Extracted text:
────────
Tony Bosch surrenders to DEA

WESTON, Fla. -- A year to the day that Major League Baseball handed down more than a dozen suspensions in the Biogenesis scandal, highlighted by embattled slugger Alex Rodriguez, federal Drug Enforcement Administration agents conducted an early Tuesday morning roundup that led to charges against the former clinic founder, Tony Bosch, and others tied to his operation.

Shortly after 6 a.m. ET, federal agents began driving up with the handcuffed suspects at the DEA regional office on the outskirts of Fort Lauderdale. Bosch and his attorney drove to the DEA office to surrender. Several of his associates with ties to the anti-aging/wellness business were picked up at their homes in the pre-dawn hours and brought in for processing.

Federal sources said Bosch, 50, had reached a deal to plead guilty to conspiracy to distribute anabolic steroids. The U.S. Attorney's office in Miami scheduled a news conference for later Tuesday to detail the charges.

Sources told "Outside the Lines" that MLB players and other pro athletes are not the focus of the federal investigation; rather, authorities focused solely on potential illegal activities involving Bosch and other associates.

Bosch, a self-described biochemist, has been at the head of the largest performance-enhancing drug scandal in American sports history. To date, nearly 20 professional players connected to his clinic have been suspended by MLB after either after having tested positive or their doping regimens having been uncovered in clinic records. The list includes some of baseball's marquee names, led by A-Rod, Ryan Braun, Nelson Cruz, Melky Cabrera and Bartolo Colon.

At least 25 players, either by name or nickname, appeared in clinic documents reviewed by "Outside the Lines," though MLB lacked sufficient evidence to bring suspensions against all of them. Sources have indicated the number of MLB players who dealt with Bosch over the years could be significantly higher.

Records reveal Bosch also serviced athletes from other sports, entertainers and South Florida business-types, often prescribing regimens of growth hormone and testosterone.

Bosch later served as the lead witness in MLB's case against Rodriguez, who appealed his suspension. To gain his cooperation -- as well as access to his text, email and other evidence against A-Rod and other players -- baseball officials agreed to drop a civil lawsuit it had filed against him, to indemnify him against civil charges while also promising to put in a good word if he were to face criminal charges, though MLB obviously isn't in position to influence a federal investigation.

The agreement was reached in June 2013, just two months before a federal grand jury in Miami began hearing evidence in the case centered on Bosch and his shuttered wellness clinic. Assistant U.S. Attorneys Patrick Sullivan and Sharad Motiania led the prosecution, while the DEA coordinated the investigation.

Porter Fischer, a former patient/client who briefly served as marketing director of Biogenesis, appeared before the grand jury and turned over clinic documents. At the time, federal law enforcement officials asked Florida investigators to "stand down" in a separate the state was conducting of Bosch and his operation.
────────
Problem requirements:
From the Tony Bosch article:
1. At what time did federal agents begin driving up with the handcuffed suspects?
2. To what charge did Bosch agree to plead guilty?
3. In what month and year was the agreement between MLB and Bosch reached?
The lines play no part in this.
────────
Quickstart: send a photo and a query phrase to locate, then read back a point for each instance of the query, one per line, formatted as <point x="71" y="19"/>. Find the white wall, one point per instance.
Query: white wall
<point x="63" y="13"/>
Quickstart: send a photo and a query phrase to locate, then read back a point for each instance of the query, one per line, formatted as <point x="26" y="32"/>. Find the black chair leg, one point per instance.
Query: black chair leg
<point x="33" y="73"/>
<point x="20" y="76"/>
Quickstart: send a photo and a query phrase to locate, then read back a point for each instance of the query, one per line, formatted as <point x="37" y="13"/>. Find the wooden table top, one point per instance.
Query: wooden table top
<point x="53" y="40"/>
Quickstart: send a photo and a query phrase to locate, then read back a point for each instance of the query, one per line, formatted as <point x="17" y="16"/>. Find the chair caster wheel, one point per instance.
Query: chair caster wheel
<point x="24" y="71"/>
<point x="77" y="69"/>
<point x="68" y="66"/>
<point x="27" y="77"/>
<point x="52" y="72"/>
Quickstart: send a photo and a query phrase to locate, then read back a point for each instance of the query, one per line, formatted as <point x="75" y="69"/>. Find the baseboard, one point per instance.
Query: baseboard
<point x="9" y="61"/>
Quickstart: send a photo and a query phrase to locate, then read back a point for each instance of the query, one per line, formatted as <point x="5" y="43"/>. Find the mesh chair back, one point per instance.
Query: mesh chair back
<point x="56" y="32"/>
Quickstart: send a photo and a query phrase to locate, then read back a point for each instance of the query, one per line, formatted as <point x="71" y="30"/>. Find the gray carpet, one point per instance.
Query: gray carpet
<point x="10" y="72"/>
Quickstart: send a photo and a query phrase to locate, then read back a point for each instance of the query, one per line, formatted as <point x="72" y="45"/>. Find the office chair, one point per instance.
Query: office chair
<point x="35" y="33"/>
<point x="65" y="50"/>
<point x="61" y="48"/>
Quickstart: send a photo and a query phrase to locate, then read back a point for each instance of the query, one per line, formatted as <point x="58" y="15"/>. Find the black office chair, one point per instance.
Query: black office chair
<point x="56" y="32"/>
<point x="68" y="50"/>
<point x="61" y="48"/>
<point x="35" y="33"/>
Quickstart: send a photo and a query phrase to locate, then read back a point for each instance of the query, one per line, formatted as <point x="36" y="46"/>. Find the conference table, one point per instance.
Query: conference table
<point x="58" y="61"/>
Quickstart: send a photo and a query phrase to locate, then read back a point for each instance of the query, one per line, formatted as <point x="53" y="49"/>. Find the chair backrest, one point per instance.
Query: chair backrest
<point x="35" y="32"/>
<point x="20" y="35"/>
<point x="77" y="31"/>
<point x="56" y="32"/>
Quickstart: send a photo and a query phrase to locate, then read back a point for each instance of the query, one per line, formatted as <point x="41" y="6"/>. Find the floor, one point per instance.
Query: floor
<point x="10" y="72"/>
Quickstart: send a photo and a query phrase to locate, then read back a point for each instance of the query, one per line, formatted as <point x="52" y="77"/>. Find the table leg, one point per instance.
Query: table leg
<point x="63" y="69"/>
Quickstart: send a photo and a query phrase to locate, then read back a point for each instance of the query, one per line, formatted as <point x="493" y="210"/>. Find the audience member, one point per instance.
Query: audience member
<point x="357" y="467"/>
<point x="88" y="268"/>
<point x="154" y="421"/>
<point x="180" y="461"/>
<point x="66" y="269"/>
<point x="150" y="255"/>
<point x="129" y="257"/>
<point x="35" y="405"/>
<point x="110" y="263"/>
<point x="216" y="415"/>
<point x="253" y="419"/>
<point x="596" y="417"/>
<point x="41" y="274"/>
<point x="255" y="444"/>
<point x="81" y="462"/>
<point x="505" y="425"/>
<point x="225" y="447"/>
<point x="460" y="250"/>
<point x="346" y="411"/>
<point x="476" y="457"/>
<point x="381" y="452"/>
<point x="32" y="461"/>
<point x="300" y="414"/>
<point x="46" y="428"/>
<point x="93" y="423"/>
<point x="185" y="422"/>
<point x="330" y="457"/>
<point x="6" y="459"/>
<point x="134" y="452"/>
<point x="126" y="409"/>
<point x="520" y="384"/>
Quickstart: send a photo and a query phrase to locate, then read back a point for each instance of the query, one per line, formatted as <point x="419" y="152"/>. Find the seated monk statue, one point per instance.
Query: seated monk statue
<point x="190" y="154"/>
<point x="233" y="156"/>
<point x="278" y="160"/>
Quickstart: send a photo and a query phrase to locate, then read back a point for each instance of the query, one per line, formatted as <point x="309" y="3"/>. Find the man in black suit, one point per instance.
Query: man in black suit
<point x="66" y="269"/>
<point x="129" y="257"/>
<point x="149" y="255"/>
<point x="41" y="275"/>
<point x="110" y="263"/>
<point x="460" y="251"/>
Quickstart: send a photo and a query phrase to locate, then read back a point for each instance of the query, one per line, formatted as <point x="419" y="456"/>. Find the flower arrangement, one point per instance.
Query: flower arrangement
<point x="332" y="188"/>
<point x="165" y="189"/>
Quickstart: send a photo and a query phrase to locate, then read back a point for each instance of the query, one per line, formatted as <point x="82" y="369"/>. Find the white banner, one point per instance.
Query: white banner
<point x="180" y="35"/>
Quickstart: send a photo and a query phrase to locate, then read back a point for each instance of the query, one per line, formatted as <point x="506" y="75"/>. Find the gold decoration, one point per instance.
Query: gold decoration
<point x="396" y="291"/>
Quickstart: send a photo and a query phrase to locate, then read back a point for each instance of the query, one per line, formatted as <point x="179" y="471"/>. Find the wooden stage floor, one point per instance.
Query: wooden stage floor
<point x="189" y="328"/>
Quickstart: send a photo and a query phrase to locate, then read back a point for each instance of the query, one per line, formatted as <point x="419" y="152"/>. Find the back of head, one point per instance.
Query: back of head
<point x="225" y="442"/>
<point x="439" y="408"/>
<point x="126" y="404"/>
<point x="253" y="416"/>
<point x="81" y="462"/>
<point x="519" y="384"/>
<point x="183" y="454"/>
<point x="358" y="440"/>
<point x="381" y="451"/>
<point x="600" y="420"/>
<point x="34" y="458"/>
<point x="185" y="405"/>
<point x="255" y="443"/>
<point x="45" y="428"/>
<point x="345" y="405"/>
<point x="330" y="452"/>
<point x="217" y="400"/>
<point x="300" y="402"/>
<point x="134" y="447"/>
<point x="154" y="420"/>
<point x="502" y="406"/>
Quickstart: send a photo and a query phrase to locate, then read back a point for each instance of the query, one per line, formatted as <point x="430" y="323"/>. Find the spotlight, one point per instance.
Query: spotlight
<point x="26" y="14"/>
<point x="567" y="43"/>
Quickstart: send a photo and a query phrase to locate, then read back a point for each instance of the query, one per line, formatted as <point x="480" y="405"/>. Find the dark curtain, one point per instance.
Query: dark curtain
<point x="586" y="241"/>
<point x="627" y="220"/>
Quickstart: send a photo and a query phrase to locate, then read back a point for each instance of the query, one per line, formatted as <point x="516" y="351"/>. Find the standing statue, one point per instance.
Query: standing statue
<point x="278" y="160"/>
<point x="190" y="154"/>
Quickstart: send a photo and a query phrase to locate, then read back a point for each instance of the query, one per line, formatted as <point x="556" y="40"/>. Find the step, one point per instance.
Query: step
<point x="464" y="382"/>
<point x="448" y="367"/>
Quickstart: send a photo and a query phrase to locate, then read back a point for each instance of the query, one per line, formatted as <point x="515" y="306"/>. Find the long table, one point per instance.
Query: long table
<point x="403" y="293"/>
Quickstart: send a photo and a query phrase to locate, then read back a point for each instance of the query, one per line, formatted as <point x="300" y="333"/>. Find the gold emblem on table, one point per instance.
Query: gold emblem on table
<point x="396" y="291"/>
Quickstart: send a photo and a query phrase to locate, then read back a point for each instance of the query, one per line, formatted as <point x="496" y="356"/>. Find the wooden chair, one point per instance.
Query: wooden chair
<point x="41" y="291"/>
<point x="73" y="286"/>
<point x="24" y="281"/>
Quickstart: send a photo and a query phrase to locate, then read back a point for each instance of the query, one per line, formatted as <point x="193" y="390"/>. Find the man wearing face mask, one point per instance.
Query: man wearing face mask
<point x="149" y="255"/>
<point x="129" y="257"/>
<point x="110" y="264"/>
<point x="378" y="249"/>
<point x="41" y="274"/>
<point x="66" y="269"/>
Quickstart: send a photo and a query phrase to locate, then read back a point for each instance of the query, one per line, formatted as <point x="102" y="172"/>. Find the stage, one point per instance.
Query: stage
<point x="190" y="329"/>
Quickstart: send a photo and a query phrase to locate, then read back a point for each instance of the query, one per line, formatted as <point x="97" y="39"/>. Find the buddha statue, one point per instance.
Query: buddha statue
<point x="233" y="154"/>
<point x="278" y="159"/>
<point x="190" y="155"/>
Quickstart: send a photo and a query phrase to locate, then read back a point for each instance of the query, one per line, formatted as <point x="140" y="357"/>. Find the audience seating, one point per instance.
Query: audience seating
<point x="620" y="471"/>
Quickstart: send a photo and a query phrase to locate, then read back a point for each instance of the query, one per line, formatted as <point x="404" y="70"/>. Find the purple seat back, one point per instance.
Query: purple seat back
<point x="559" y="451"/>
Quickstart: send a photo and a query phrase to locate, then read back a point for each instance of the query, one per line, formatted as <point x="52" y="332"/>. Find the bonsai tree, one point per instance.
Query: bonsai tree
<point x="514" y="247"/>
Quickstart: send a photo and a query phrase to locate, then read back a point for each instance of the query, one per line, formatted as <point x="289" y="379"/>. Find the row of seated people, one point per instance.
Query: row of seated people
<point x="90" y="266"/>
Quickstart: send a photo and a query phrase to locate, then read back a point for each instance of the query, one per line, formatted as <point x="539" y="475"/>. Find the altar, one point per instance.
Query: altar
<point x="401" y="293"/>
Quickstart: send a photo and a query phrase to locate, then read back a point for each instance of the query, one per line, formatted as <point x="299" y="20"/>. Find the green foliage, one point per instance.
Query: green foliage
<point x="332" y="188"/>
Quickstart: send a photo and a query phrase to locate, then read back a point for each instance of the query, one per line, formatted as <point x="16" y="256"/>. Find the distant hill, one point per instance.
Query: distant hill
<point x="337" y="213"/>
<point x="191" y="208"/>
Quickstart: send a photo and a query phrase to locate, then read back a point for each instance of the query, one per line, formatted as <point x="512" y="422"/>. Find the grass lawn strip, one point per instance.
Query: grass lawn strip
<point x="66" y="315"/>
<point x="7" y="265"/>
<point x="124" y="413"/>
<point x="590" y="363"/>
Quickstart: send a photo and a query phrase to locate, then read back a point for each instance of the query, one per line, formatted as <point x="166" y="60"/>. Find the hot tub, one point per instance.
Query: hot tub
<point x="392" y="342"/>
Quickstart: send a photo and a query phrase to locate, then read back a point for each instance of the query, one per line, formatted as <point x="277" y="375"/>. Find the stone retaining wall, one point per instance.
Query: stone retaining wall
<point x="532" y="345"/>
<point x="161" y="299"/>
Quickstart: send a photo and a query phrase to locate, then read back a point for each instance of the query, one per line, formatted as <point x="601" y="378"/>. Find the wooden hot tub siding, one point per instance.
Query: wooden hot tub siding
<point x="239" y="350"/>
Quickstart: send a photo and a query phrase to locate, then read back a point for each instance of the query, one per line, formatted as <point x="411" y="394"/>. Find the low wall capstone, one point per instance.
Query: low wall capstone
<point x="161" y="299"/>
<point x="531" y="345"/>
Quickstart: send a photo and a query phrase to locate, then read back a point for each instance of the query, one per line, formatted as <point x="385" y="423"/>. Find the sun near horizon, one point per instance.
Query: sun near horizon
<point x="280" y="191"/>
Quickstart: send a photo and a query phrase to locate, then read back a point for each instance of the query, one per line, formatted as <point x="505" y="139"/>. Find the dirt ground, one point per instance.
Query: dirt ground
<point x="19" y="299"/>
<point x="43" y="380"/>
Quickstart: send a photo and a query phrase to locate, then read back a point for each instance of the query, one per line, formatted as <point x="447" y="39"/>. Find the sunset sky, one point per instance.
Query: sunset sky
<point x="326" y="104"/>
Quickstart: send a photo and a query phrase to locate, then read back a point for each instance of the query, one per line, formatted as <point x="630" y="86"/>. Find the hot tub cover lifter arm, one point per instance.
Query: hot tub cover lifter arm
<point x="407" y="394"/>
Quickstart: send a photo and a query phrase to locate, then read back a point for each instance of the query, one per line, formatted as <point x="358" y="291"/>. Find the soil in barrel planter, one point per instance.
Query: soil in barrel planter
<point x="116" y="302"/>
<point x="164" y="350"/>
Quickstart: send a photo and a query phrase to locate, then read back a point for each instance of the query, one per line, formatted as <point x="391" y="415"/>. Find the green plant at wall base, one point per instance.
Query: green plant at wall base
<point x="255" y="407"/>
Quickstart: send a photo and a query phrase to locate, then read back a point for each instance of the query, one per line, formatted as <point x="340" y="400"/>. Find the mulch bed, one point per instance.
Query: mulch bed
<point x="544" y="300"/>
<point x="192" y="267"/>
────────
Answer:
1. Shortly after 6 a.m. ET
2. Conspiracy to distribute anabolic steroids
3. June 2013